Extract the complete listing and repeat it word for word.
** Begin RAW DATA **
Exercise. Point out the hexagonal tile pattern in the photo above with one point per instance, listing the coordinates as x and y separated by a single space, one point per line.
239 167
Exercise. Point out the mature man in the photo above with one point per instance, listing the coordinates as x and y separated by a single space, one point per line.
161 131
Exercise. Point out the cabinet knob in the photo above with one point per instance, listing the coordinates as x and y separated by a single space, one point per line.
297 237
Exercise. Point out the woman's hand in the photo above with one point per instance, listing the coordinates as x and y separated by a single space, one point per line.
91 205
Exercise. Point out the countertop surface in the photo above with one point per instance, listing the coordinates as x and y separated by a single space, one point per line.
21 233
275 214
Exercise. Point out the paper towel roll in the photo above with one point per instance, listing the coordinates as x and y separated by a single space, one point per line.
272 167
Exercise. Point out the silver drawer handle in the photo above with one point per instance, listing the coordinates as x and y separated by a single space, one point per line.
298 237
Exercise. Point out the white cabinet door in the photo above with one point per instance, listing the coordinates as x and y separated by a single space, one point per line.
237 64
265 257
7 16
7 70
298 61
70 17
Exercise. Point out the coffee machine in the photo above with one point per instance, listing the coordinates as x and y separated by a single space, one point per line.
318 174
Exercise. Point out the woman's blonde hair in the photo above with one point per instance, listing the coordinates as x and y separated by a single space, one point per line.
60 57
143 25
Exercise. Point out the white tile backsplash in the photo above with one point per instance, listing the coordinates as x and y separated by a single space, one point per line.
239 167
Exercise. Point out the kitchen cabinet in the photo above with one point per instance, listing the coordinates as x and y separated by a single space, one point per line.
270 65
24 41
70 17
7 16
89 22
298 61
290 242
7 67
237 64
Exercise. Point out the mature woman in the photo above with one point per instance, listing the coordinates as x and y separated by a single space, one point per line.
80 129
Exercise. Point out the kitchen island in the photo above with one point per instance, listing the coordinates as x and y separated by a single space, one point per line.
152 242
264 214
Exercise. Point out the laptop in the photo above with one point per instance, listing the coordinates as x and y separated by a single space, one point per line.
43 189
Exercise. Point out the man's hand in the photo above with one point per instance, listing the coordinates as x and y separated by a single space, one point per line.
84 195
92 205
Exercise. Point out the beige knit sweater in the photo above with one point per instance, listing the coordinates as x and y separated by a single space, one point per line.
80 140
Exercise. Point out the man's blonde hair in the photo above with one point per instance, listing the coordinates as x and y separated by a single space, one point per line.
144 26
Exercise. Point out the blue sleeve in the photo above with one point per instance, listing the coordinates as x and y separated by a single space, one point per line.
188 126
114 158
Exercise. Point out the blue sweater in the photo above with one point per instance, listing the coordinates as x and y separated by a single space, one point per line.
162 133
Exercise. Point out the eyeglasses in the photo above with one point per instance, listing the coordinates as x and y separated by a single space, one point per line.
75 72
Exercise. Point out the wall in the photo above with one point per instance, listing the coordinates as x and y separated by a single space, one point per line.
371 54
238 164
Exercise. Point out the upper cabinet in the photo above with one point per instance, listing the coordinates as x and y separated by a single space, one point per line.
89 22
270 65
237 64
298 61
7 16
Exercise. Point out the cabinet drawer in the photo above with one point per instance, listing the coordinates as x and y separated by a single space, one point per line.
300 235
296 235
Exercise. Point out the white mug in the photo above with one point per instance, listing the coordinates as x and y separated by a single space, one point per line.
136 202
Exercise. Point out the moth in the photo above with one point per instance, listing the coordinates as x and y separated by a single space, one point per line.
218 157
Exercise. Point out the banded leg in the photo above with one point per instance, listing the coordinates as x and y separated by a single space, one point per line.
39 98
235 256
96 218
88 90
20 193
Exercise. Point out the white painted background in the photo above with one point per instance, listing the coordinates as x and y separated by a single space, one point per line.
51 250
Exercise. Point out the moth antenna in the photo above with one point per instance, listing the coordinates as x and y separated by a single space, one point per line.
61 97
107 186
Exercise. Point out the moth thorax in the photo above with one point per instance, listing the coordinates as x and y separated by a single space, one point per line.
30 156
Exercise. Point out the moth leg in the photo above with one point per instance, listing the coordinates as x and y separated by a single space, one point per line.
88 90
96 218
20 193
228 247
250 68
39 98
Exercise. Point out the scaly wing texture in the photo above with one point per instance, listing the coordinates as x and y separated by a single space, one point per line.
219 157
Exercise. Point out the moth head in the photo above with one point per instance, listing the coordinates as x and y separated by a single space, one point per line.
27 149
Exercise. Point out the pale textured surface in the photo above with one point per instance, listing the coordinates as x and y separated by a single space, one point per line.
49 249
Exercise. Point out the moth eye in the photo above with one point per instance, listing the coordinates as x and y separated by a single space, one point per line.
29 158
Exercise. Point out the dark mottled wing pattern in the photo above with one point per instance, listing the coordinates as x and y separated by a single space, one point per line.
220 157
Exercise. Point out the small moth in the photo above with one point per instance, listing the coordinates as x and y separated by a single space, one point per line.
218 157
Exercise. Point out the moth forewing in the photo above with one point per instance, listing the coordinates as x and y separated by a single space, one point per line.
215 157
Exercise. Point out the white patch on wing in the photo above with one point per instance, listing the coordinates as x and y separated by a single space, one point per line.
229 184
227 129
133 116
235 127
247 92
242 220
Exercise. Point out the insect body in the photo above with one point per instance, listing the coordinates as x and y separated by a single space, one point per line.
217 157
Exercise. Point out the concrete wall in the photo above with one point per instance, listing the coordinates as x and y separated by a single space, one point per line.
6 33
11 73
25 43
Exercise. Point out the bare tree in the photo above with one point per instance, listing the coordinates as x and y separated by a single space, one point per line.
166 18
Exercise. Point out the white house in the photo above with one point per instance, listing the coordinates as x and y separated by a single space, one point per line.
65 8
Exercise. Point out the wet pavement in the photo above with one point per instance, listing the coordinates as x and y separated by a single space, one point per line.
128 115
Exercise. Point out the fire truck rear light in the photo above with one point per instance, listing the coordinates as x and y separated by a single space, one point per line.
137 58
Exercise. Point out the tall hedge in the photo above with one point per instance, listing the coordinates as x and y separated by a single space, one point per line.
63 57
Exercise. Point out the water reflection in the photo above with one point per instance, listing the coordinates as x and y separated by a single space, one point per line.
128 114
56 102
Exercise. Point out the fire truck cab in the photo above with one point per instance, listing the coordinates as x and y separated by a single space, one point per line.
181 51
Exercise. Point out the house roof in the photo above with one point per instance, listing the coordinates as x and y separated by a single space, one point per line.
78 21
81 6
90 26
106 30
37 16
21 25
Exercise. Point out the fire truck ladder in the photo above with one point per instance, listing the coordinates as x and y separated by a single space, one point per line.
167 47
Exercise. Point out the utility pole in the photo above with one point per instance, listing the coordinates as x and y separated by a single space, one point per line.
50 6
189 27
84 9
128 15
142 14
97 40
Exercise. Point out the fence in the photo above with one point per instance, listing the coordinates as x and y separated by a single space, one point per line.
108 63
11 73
** End RAW DATA **
__FULL OUTPUT__
Exercise. Point out the hexagonal tile pattern in the photo above with one point per instance, listing the coordinates as x and y separated by a single space, one point per line.
239 167
Exercise. Point out the mature man in the photo above with one point per instance, listing the coordinates as x and y separated by a single space, one point per line.
161 131
Exercise. Point out the cabinet knob in the photo above with one point per instance, listing the coordinates as x and y separated by a single space, one point per line.
297 237
Exercise. Point out the woman's hand in the photo above with one point per instance, listing the coordinates as x and y separated by a single space, one point per line.
91 205
Exercise. Point out the countertop surface in the photo above with one point per instance, listing the coordinates as x and y separated by a single space, one point per line.
21 233
275 214
Exercise. Point out the paper towel roll in the photo above with one point per instance, listing the coordinates as x and y separated by a single space, one point per line.
272 167
Exercise. Point out the silver drawer handle in the photo above with one point per instance, listing the coordinates as x and y separated by a single space, one point per line.
298 237
Exercise. Point out the white cabinet door in the photo above with one point per instance, listing the coordinates as x and y separated by a single space, one point per line.
237 64
265 257
7 16
7 70
298 61
70 17
Exercise. Point out the coffee machine in the photo above with one point per instance, listing the coordinates as x and y separated by a single space, one point per line.
318 174
Exercise. Point out the woman's blonde hair in the photo above with one point per instance, listing the coordinates as x and y separated by a single space, one point per line.
60 57
143 25
Exercise. Point out the white tile backsplash in the photo above with one point per instance, listing the coordinates as x and y separated by a single space, one point per line.
239 167
Exercise. Point out the kitchen cabinet in the photo above with one point per instance, listing the coordinates as x and y separated by a single space, one point per line.
270 65
24 41
70 17
7 16
89 22
298 61
290 242
7 67
237 64
Exercise. Point out the mature woman in the photo above with one point per instance, listing the coordinates as x and y separated by a single space, one point per line.
80 129
Exercise. Point out the kitchen island in the photo above with one point per instance, listing the coordinates as x and y separated by a single space, one point per line.
152 242
264 214
Exercise. Point out the laptop in the photo above with one point per instance, listing the coordinates as x and y separated by a single space, one point per line.
43 189
Exercise. Point out the man's hand in the photo above with one point per instance, listing the coordinates as x and y separated by a single space, one point per line.
84 195
92 205
Exercise. Point out the beige knit sweater in the photo above with one point per instance, listing the coordinates as x and y separated by a single space, one point per line.
80 140
Exercise. Point out the man's blonde hair in the photo above with one point per instance, listing the coordinates as x and y separated by a single space, one point per line.
144 26
Exercise. Point out the blue sleeve in the photo above with one point per instance, listing the coordinates as x and y separated by a single space, one point per line.
188 126
114 158
Exercise. Point out the blue sweater in the photo above with one point per instance, listing the coordinates as x and y separated by a single space, one point per line.
162 133
Exercise. Point out the eyeglasses in the photo above with one point per instance, listing the coordinates as x and y separated by a single space, one point per line.
75 72
Exercise. Point out the wall in the photo above with one point per instance, listing the coordinates as x and y separated by a single space, one point per line.
371 54
238 164
Exercise. Point out the upper cabinet in the photo above with one point per instance, listing the coordinates as x and y separated by a single space, one point per line.
89 22
270 65
237 64
298 61
7 16
Exercise. Point out the cabinet drawer in the photo above with one point per instance, listing the coordinates as x and y separated by a single space, one point per line.
300 235
296 235
Exercise. Point out the white mug in the photo above with one point per instance, listing the coordinates as x and y separated by a single space, one point per line.
136 202
Exercise. Point out the moth in the photo above with one point per instance, listing the coordinates as x and y separated by a single space, one point per line.
218 157
Exercise. Point out the banded leg in the photo above with one point per instance, listing the coordinates as x and y separated by a single space, one point per line.
39 98
235 256
96 218
88 90
20 193
Exercise. Point out the white painted background in the photo above with one point per instance, listing the coordinates as x and y separated by a single space, one point per line.
51 250
Exercise. Point out the moth antenna in the photo above with one point per instance, listing the coordinates as x and y separated by a single space, one point per line.
61 97
107 186
Exercise. Point out the moth thorax in the photo above with one point per instance, listing the coordinates as x and y separated by a single space, one point per line.
30 156
Exercise. Point out the moth leg in the photo above with one point per instance, listing the coordinates as x and y separated by a single space, one point per line.
88 90
96 218
20 193
228 247
250 68
39 98
Exercise. Point out the scaly wing texture in the photo above with one point per instance, listing the coordinates as x and y separated by a single space, one point per line.
219 157
Exercise. Point out the moth head in the photo above with one point per instance, listing the coordinates as x and y separated by a single space, one point per line.
27 149
Exercise. Point out the pale textured surface in the photo above with one point per instance, listing the coordinates as x and y separated by a single space, one point per line.
49 249
Exercise. Point out the moth eye in the photo above with one point per instance, listing the coordinates as x and y separated by a single space, one point per line.
29 158
Exercise. Point out the dark mottled wing pattern in the photo above with one point per instance, listing the coordinates as x and y separated by a single space, one point per line.
220 157
Exercise. Point out the small moth in the photo above with one point per instance, listing the coordinates as x and y separated by a single space, one point per line.
218 157
Exercise. Point out the moth forewing in the photo above with one point per instance, listing the coordinates as x and y separated by a single space, one point per line.
215 157
Exercise. Point out the white patch on wing in the photo above with one point per instance, listing the coordinates as x and y separated by a single space, one point per line.
229 184
227 129
133 116
235 127
247 92
242 220
Exercise. Point out the insect body in the photo above with one point per instance, listing the coordinates as x and y separated by a single space, one point per line.
217 157
Exercise. Point out the concrete wall in the photo above with one point per instance, listing the coordinates as x and y separated by a single space, one point per line.
6 33
11 73
25 43
Exercise. Point out the bare tree in the photo above with one point per instance, listing the coordinates as x and y separated by a single space, one point per line.
166 18
Exercise. Point out the white house in the photo above with one point per instance, listing the coordinates as x and y separated by a single space, one point per line.
65 8
Exercise. Point out the wet pavement in the photo above with one point per instance, listing the coordinates as x and y separated by a single space, one point per line.
128 115
Exercise. Point out the fire truck rear light in the photo above with one point per instance, listing the coordinates as x and y separated by a single space, one point per line.
137 58
Exercise. Point out the tall hedge in the photo above with one point per instance, listing the coordinates as x and y separated by a single space, one point per line.
63 57
Exercise. Point out the water reflection in the photo above with one point per instance, listing the coordinates as x and y separated by a single space, one point per line.
128 114
56 102
Exercise. Point out the fire truck cab in the photo above with one point per instance, listing the coordinates as x and y separated by a single space, one point per line.
181 51
Exercise. Point out the house roof in the photo above with one point per instance, listing the coordinates as x and y separated by a single space, one point per line.
78 21
81 6
90 26
106 30
37 16
21 25
Exercise. Point out the fire truck ladder in the photo above with one point per instance, listing the coordinates as x and y separated by a single space, one point per line.
167 47
Exercise. Point out the utility pole in the photo above with one point per instance, listing the coordinates as x and y separated by a single space, one point per line.
50 6
189 27
84 9
128 15
142 14
97 40
Exercise. Point out the fence in the photo above with one point per instance, listing the coordinates as x and y separated by a single space, one point per line.
108 63
11 73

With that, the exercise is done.